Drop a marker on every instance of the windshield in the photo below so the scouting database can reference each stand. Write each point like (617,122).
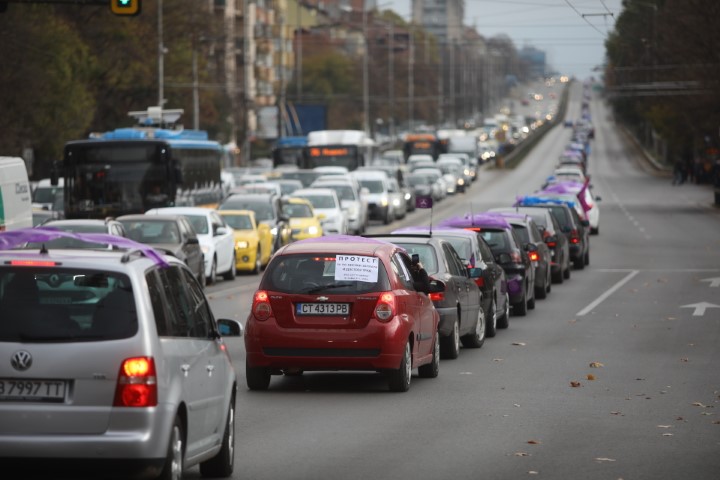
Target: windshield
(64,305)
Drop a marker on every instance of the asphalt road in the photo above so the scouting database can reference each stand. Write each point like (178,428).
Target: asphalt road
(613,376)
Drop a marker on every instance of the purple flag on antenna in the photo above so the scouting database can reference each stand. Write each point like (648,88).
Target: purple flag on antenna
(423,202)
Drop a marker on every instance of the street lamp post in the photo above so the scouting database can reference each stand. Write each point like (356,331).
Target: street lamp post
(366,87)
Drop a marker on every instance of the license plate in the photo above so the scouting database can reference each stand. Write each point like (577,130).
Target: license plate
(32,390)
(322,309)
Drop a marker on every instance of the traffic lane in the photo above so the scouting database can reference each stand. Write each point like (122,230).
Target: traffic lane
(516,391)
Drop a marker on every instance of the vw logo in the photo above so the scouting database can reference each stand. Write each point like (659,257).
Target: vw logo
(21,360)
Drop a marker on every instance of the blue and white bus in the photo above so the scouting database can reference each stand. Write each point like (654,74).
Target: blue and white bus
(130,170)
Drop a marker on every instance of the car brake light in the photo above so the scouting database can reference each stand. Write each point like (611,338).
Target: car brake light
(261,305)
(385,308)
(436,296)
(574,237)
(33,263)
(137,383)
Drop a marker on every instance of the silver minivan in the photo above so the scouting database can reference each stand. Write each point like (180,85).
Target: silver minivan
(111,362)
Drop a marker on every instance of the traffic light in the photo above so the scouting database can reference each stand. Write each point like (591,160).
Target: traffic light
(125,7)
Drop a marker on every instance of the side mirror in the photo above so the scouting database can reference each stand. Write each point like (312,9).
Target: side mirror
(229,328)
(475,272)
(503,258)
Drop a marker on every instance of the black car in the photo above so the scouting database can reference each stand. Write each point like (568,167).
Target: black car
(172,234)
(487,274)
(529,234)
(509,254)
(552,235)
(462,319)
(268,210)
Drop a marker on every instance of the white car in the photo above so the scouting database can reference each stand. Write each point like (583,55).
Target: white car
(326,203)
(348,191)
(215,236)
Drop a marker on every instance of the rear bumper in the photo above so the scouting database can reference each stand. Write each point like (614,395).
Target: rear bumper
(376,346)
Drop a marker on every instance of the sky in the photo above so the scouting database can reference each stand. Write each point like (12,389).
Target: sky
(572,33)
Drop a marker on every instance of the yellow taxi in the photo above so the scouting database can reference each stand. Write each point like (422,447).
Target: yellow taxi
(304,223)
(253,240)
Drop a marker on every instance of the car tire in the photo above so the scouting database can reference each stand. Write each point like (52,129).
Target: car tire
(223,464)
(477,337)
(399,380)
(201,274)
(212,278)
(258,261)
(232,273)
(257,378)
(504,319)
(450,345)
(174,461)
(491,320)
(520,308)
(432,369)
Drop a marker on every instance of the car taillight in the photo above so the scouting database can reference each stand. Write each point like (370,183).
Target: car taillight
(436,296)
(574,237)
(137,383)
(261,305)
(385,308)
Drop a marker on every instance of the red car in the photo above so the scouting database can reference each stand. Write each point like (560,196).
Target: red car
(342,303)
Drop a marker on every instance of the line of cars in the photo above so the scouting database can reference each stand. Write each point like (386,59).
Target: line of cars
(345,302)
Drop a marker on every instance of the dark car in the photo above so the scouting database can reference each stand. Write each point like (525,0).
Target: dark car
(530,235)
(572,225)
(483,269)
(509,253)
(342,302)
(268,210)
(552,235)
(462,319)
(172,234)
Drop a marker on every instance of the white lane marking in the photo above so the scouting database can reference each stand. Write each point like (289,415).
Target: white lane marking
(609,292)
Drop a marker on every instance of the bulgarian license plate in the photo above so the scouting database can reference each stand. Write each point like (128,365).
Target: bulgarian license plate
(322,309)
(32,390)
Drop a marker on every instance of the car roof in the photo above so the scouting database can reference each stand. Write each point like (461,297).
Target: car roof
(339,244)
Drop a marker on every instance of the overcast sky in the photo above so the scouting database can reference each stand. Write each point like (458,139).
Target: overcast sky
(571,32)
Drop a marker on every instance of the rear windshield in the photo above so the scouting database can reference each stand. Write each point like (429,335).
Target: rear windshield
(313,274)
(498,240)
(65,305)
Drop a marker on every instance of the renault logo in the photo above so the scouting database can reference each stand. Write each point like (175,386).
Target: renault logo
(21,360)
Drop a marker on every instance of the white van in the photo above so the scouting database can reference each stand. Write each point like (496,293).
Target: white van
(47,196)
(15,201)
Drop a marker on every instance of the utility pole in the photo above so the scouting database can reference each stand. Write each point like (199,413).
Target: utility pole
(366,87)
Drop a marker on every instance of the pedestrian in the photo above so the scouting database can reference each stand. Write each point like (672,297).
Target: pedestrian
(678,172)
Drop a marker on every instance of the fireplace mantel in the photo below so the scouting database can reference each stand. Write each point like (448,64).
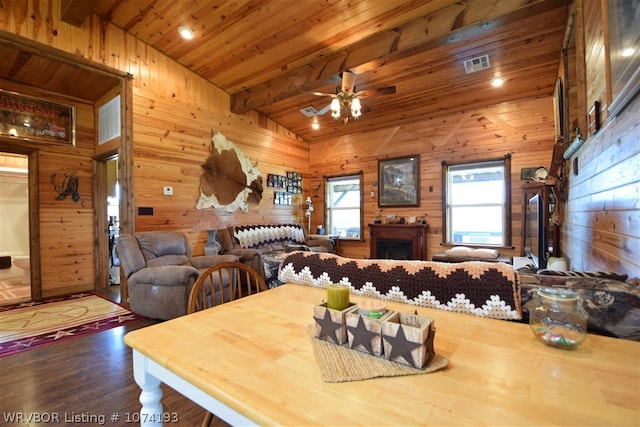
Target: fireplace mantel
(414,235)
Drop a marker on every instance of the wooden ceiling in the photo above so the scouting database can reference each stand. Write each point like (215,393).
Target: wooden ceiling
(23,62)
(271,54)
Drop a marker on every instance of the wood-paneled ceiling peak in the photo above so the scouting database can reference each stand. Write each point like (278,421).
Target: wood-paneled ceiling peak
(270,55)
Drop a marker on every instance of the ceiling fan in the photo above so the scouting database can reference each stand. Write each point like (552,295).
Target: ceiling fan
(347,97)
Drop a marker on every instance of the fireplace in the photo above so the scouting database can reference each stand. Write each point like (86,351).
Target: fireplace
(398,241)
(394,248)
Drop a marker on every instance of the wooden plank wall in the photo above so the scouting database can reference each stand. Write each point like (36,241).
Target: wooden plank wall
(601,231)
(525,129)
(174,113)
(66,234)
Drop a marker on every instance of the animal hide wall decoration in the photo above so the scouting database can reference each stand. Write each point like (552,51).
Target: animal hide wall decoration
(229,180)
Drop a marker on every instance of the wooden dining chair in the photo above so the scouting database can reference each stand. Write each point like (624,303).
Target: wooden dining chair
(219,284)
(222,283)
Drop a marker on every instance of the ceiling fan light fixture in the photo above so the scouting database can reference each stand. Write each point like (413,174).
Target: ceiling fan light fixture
* * * *
### PROBLEM REQUIREMENTS:
All of the data above needs to be given again exactly. Leave out each image.

### RESULT OF THE EXERCISE:
Drop a marker on every instance of the windshield in the photo below so the scouting database can reference each stand. Write each point like (617,122).
Target: windshield
(64,305)
Drop a marker on every instance of the asphalt road in the photo above so the scouting database can reference each stand. Write each point like (178,428).
Target: asphalt road
(613,376)
Drop a marker on every instance of the purple flag on antenna in the photo above so the scouting database can reference each stand. Write each point like (648,88).
Target: purple flag on antenna
(423,202)
Drop a marker on every instance of the street lamp post in the photo above so the scouting database can reference each stand. Write each point like (356,331).
Target: street lamp post
(366,87)
Drop a marker on every instance of the license plate in the photo above so the scouting database can reference each stand. Write each point like (577,130).
Target: license plate
(32,390)
(322,309)
Drop a marker on every instance of the traffic lane in the photo above so the scouting database can reference each stand. Write each point like (122,230).
Target: traffic lane
(516,391)
Drop a marker on every instance of the vw logo in the photo above so the scouting database can reference each stand. Write each point like (659,257).
Target: vw logo
(21,360)
Drop a marker on every instance of the blue and white bus in the photo above so the scouting database can reference each stand. Write each point like (654,74).
Target: blue and white bus
(130,170)
Drop a marker on every instance of the car brake light in the photo above so the scouting database can reference each stand. Write each point like (611,338).
Target: car brake light
(261,305)
(385,308)
(436,296)
(574,237)
(33,263)
(137,383)
Drop a marker on every instance of the silver minivan in the photo above so the scouting database can reference each stand. Write each point like (180,85).
Target: silver minivan
(111,362)
Drop a marker on every instance of the traffic light in the photo above so the scouting database can reference each stand. Write each point like (591,160).
Target: traffic light
(125,7)
Drop a marker on every instance of the side mirror in the photo above so the scouting database can reference each stand. Write each point like (312,9).
Target: side mirror
(229,328)
(475,272)
(503,258)
Drop a marker on every instance of the black car in the photo above so the scouting database can reference each stand. Write each point like (568,167).
Target: black car
(172,234)
(487,274)
(529,234)
(509,254)
(552,235)
(462,319)
(268,210)
Drop a marker on every instance of the white car in the photo above so the scouting database can reference each stand. Write each point like (583,55).
Target: white car
(326,203)
(348,191)
(215,236)
Drop a marker on every instance of the rear bumper in the photo above so the scouting database can reference each stand. Write each point like (614,395).
Target: rear bumper
(376,346)
Drop a marker on every instance of the sky in the photo above so the scouting database can reference each stand. Write each point like (12,389).
Target: sky
(572,33)
Drop a marker on every instance of the yellow taxi in the photo above so the scouting database can reference each stand. Write each point like (422,447).
Target: yellow taxi
(304,223)
(253,240)
Drop a marker on every instance of the car tire in the photo above so the scouting database can reference each stand. Write each point like (52,129).
Target: car tire
(223,464)
(477,337)
(399,380)
(201,274)
(212,278)
(258,261)
(232,273)
(257,378)
(504,319)
(450,345)
(174,461)
(491,320)
(520,308)
(432,369)
Drop a marker on every instance of the car taillight in the photo above so the scouting database can reference each stand. Write each point like (370,183).
Target: car taillight
(436,296)
(574,237)
(137,383)
(261,305)
(385,308)
Drop a marker on every instance of the red car in the photo above so the scouting database can reference each stand. Write each point like (560,196).
Target: red car
(342,303)
Drop a marker on every instance of the line of cars in the photo above so the scouting database can reference each stand. Write each point like (386,59).
Target: line of cars
(345,302)
Drop a marker on every instance of the dark car in the photo above so the scouting database can reference each stand. Write each point like (525,0).
Target: dark car
(530,235)
(572,225)
(483,269)
(509,253)
(342,302)
(268,210)
(552,235)
(462,319)
(172,234)
Drop a marker on every instance of the white lane marking in the photo above so the scouting database can reference each stand. Write each point like (289,415).
Target: white lane marking
(609,292)
Drop a marker on every instance of the bulgarian license plate in the photo above so the scouting database can reference each stand. Write each point like (128,365).
Target: bulgarian license plate
(322,309)
(32,390)
Drop a marker on every instance of the car roof in the photo above so the scouting database can reference each stand. Write each point like (461,297).
Target: car roof
(339,244)
Drop a marker on every instance of the overcast sky in the photo above so the scouting database can reference each stand. Write each point like (458,139).
Target: overcast sky
(571,32)
Drop a marker on every instance of the rear windshield in the photo above so the scouting database can reference each stand. Write each point like (429,335).
Target: rear windshield
(313,274)
(498,240)
(65,305)
Drop a marker on every instance of the renault logo in the photo above so the scouting database can reference each stand. Write each point like (175,386).
Target: renault logo
(21,360)
Drop a marker on every instance of the white van in the photo above so the scouting database can reference each stand. Write each point like (496,293).
Target: white van
(47,196)
(15,201)
Drop a marker on every instance of the utility pole in the photo above so the scouting database can reference each stand. Write each point like (199,413).
Target: utility pole
(366,87)
Drop a marker on every instance of the pedestrian in the photo above so the scouting database can reference each stand. Write each point like (672,297).
Target: pedestrian
(678,172)
Drop a marker on every instance of the fireplace mantel in the photo below so the scouting database can reference each stand. Write each point like (448,64).
Target: fireplace mantel
(414,235)
Drop a marker on every instance of the wooden ceiling in the photo above so the scouting database can reference each stand. Write each point like (215,393).
Target: wooden ceiling
(23,62)
(271,54)
Drop a marker on every instance of the wood-paneled ceiling peak in the photo above so the scouting database can reference each stand. Write each point like (278,421).
Target: wood-paneled ceiling peak
(270,55)
Drop a marker on every instance of the ceiling fan in the photo above so the scouting database can reference each stand. Write each point like (552,295).
Target: ceiling fan
(347,97)
Drop a marker on every instance of the fireplace in the photo above so the scouting database can reference each stand. Write each point like (86,351).
Target: fireplace
(398,241)
(394,248)
Drop a marker on every instance of the wooden plank wall in the photo above so the scouting database can reference each stand. Write each point like (36,241).
Target: wooden plank wall
(601,231)
(525,129)
(174,113)
(66,234)
Drop a marker on every instance of the animal hide wall decoration in the photo above so the scouting database can reference each stand. Write each point like (552,51).
Target: animal hide wall decoration
(229,180)
Drop a marker on every instance of the wooden dining chair in the photo above so the scouting database can reference each stand. Write each point like (624,303).
Target: wooden dining chair
(219,284)
(222,283)
Drop a marker on every instance of the ceiling fan light fixture in the photo above so the scouting database can reference each stand. Write each point like (413,174).
Target: ceiling fan light fixture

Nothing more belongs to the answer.